Exercise tasks:
• 1. Copy out the passage of the PostgreSQL patch message between "SET enable_bitmapscan = false;" and "insertions(+), 15 deletions(-)", inclusive.
• 2. Which source file does the PostgreSQL patch message change?
• 3. Carry on with the PostgreSQL patch message, picking up after its last line.

Patch attached. Review appreciated, there might be consequences of moving the 
deletion of dependencies I didn't forsee.

Greetings,

Andres
-- 
 Andres Freund                     http://www.2ndQuadrant.com/
 PostgreSQL Development, 24x7 Support, Training & Services
From 8891fcd59496483793aecc21a096fc0119369e73 Mon Sep 17 00:00:00 2001
From: Andres Freund <and...@anarazel.de>
Date: Tue, 25 Sep 2012 01:41:29 +0200
Subject: [PATCH] Fix concurrency issues in concurrent index drops

Previously a DROP INDEX CONCURRENTLY started with unsetting indisvalid *and*
indisready. Thats problematic if some transaction is still looking at the index
and another transction makes changes. See the example below.

Now we do the drop in three stages, just as a concurrent index build. First
unset indivalid, wait, unset indisready, wait, drop index.

Example:

Session 1:
CREATE TABLE test_drop_concurrently(id serial primary key, data int);
INSERT INTO test_drop_concurrently(data) SELECT * FROM generate_series(1,
100000);
CREATE INDEX test_drop_concurrently_data ON test_drop_concurrently(data);
BEGIN;
EXPLAIN ANALYZE SELECT * FROM test_drop_concurrently WHERE data = 34343;
SELECT * FROM test_drop_concurrently WHERE data = 34343;
(1 row)

Session 2:
BEGIN;
SELECT * FROM test_drop_concurrently WHERE data = 34343;

Session 3:
DROP INDEX CONCURRENTLY test_drop_concurrently_data;
(in-progress)

Session 2:
INSERT INTO test_drop_concurrently(data) SELECT * FROM generate_series(1, 100000);
COMMIT;

Session 1:
SELECT * FROM test_drop_concurrently WHERE data = 34343;
(1 row)
SET enable_bitmapscan = false;
SET enable_indexscan = false;
SELECT * FROM test_drop_concurrently WHERE data = 34343;
(2 rows)
---
 src/backend/catalog/index.c | 99 ++++++++++++++++++++++++++++++++++++++-------
 1 file changed, 84 insertions(+), 15 deletions(-)

diff --git a/src/backend/catalog/index.c b/src/backend/catalog/index.c
index a61b424..3e1794f 100644
--- a/src/backend/catalog/index.c
+++ b/src/backend/catalog/index.c
@@ -1318,6 +1318,10 @@ index_drop(Oid indexId, bool concurrent)
 	 * table lock strong enough to prevent all queries on the table from
 	 * proceeding until we commit and send out a shared-cache-inval notice
 	 * that will make them update their index lists.

Given material:
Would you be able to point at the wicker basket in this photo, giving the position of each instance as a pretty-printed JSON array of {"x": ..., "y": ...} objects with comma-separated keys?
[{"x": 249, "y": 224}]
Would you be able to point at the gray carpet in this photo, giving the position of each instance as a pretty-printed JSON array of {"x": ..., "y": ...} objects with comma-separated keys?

Results of the exercise:
• 1.
SET enable_bitmapscan = false;
SET enable_indexscan = false;
SELECT * FROM test_drop_concurrently WHERE data = 34343;
(2 rows)
---
 src/backend/catalog/index.c | 99 ++++++++++++++++++++++++++++++++++++++-------
 1 file changed, 84 insertions(+), 15 deletions(-)

• 2. src/backend/catalog/index.c

• 3.
+	 *
+	 * In the concurrent case we make sure that nobody can be looking at the
+	 * indexes by dropping the index in multiple steps, so we don't need a full
+	 * fledged AccessExlusiveLock yet.
 	 */
 	heapId = IndexGetRelation(indexId, false);
 	if (concurrent)
@@ -1338,7 +1342,19 @@ index_drop(Oid indexId, bool concurrent)
 
 	/*
 	 * Drop Index concurrently is similar in many ways to creating an index
-	 * concurrently, so some actions are similar to DefineIndex()
+	 * concurrently, so some actions are similar to DefineIndex() just in the
+	 * reverse order.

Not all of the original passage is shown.